* Given problem: Gather each line of the entries below that contains the string "pole" and copy it in full. Case counts when matching.

* Begin Data provided *

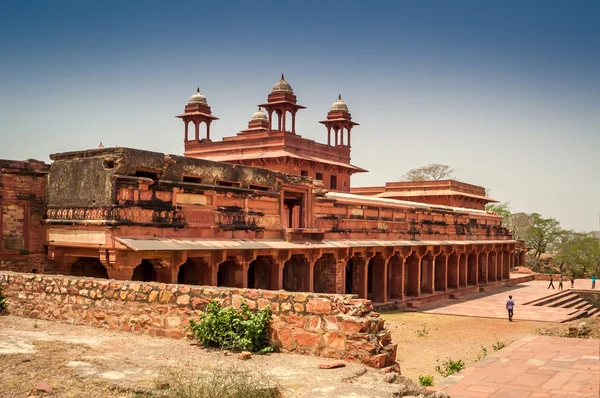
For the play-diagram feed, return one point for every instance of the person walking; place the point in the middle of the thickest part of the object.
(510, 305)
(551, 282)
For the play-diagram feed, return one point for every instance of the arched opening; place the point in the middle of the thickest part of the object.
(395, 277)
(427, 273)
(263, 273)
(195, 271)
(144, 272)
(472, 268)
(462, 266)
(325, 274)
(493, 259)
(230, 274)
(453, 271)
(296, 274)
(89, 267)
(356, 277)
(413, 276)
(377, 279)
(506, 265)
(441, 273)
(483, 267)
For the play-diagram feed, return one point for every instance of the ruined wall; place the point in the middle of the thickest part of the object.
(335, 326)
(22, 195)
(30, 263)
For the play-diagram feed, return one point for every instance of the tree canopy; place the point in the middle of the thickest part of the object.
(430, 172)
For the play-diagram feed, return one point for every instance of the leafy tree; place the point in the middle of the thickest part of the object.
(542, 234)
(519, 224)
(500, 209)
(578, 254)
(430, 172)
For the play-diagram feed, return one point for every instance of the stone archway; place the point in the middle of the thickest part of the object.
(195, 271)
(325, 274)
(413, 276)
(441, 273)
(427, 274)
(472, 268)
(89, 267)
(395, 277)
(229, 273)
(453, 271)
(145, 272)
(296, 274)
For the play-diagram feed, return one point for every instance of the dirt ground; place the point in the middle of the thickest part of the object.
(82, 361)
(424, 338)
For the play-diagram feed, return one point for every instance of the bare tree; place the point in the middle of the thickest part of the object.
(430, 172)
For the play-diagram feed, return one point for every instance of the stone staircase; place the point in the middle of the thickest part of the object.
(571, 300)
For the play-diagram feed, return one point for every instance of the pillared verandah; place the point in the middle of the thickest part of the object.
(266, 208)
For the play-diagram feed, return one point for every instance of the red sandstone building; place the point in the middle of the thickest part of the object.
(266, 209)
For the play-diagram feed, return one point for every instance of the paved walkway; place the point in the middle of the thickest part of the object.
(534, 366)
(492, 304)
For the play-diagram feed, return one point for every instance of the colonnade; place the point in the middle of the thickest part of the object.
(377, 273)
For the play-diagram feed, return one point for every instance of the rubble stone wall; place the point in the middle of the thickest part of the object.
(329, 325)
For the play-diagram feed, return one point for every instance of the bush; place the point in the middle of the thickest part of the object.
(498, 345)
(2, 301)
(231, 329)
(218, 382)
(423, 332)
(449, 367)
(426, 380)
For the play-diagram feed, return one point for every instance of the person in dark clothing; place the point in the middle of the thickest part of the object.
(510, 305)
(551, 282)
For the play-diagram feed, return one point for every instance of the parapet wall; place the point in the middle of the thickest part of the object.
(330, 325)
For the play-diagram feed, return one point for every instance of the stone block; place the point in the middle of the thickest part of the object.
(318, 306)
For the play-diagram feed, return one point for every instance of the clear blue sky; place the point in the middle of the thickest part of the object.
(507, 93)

* End Data provided *
* Begin Data provided *

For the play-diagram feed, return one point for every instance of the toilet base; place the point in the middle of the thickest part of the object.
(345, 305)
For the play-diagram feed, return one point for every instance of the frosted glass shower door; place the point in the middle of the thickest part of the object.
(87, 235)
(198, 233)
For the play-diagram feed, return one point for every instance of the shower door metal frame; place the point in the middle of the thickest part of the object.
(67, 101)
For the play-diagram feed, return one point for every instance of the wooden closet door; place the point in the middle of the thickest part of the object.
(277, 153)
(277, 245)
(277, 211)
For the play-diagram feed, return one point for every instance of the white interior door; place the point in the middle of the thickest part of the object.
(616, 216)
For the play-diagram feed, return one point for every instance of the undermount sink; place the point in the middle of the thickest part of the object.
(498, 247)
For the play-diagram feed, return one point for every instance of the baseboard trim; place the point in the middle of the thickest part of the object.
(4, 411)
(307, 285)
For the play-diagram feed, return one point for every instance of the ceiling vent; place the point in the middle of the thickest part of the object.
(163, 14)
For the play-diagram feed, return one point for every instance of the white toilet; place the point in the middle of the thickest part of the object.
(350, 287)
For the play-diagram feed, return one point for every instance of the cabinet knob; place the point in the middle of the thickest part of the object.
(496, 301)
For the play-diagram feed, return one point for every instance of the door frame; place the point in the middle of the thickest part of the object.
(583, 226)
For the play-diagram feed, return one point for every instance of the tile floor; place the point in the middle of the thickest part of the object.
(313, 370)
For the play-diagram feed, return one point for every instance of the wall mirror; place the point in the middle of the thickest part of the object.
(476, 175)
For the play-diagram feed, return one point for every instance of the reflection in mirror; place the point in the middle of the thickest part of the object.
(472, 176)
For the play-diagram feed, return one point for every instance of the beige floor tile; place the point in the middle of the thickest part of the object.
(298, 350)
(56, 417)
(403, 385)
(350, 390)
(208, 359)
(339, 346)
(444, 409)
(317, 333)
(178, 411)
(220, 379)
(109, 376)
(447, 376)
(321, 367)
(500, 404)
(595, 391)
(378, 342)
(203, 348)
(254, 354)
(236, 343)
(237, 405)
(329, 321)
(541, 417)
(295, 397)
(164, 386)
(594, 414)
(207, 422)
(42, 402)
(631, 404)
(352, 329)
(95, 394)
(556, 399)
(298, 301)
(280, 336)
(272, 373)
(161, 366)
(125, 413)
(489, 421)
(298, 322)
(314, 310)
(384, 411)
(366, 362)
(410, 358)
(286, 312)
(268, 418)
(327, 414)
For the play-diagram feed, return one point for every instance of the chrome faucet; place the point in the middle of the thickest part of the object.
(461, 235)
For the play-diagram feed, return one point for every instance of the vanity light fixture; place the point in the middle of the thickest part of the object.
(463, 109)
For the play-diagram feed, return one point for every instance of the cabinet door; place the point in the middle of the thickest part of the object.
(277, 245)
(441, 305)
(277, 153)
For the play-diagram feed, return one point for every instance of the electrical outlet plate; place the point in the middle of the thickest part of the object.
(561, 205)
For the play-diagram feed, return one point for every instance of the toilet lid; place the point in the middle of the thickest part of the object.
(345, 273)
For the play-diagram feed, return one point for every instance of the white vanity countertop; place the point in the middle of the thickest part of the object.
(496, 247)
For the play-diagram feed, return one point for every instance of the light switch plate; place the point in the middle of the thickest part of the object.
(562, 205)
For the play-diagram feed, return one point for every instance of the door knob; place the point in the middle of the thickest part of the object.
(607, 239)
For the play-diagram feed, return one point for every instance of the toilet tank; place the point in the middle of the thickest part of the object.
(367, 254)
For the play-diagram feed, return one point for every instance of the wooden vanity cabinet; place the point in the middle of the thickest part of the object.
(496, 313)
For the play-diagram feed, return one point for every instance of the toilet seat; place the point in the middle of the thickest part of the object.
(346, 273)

* End Data provided *
* Begin Data provided *

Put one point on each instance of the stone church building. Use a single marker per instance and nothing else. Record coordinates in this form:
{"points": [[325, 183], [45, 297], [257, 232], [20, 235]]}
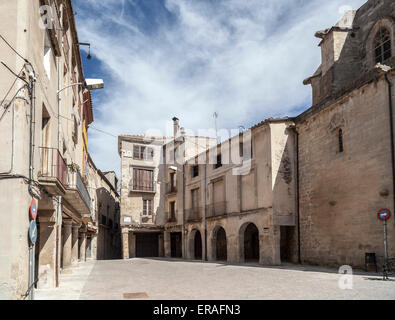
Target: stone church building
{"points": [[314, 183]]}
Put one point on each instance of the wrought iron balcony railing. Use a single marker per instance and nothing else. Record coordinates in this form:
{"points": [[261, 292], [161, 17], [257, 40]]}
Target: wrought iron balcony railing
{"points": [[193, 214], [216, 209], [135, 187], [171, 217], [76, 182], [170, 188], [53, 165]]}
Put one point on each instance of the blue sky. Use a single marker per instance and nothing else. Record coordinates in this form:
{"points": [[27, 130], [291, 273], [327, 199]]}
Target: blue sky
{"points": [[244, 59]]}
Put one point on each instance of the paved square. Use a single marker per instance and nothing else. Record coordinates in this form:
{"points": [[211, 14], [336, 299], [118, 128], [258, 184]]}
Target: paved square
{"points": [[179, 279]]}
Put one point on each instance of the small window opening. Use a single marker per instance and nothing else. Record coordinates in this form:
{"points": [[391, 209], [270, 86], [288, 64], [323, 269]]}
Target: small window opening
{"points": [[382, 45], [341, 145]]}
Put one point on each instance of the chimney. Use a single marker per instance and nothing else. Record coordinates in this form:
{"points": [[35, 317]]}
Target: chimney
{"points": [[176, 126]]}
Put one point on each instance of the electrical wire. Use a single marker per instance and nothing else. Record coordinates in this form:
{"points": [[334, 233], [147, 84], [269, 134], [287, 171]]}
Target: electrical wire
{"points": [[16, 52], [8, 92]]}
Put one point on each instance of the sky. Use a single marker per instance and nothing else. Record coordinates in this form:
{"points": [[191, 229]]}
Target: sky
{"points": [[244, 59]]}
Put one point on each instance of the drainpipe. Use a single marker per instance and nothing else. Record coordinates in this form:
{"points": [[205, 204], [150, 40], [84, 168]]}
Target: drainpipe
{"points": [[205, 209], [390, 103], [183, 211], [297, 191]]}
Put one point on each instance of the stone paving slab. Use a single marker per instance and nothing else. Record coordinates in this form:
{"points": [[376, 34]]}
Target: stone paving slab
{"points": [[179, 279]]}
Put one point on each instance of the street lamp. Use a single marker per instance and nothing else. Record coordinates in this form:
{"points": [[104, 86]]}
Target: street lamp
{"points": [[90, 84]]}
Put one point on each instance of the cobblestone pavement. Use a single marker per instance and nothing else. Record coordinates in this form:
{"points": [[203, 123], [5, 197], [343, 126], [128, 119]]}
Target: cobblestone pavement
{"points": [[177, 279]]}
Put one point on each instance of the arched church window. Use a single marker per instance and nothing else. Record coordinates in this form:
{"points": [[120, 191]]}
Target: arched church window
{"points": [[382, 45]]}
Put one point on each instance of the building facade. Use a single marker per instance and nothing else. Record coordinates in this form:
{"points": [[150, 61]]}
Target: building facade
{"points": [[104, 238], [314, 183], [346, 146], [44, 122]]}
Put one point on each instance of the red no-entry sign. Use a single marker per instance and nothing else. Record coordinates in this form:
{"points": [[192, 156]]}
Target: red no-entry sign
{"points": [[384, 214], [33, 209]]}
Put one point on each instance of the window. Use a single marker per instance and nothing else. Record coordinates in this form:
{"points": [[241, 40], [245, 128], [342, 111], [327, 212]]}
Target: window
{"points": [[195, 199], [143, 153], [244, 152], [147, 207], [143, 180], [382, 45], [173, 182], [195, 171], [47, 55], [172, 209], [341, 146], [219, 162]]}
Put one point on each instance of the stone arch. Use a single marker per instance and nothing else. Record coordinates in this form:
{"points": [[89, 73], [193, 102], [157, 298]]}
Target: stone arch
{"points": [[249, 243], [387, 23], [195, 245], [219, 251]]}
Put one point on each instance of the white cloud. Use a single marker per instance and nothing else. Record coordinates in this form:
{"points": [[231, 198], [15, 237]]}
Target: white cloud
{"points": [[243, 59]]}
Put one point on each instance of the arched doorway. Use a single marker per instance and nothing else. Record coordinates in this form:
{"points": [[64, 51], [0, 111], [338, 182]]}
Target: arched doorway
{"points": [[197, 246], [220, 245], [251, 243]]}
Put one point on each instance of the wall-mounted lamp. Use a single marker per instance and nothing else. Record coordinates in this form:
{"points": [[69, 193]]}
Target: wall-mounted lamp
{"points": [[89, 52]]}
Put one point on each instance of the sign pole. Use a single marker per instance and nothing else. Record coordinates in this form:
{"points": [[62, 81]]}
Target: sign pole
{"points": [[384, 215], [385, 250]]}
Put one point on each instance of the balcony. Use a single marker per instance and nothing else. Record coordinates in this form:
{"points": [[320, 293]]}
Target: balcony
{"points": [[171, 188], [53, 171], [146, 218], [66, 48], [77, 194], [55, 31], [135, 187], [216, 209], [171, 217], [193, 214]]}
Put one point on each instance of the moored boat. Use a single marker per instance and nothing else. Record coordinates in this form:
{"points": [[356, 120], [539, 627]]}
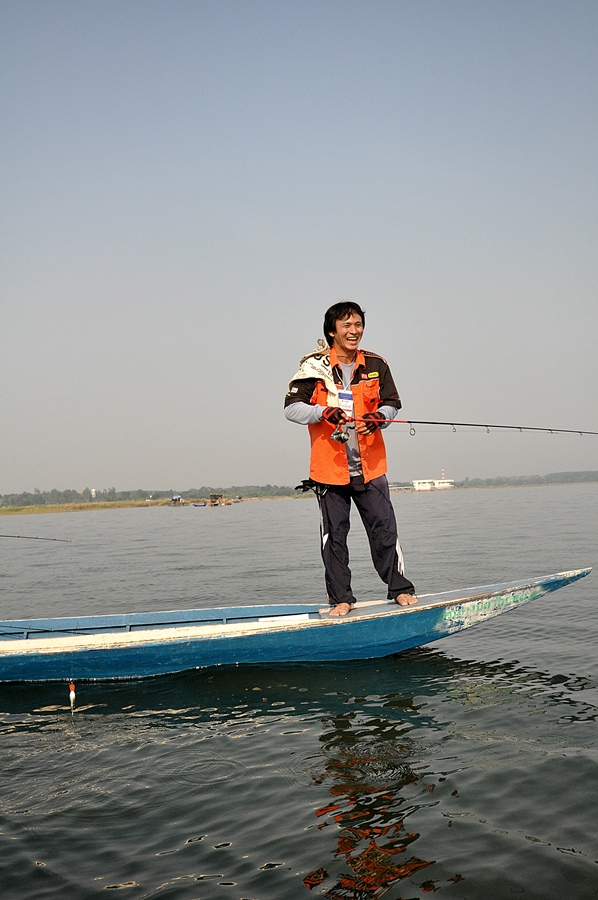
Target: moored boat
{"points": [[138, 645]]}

* End Data provided *

* Task response:
Put one point on each instance of the sign pole. Use a single marker per instance and nothing else. Record coordinates in this form:
Target: sign pole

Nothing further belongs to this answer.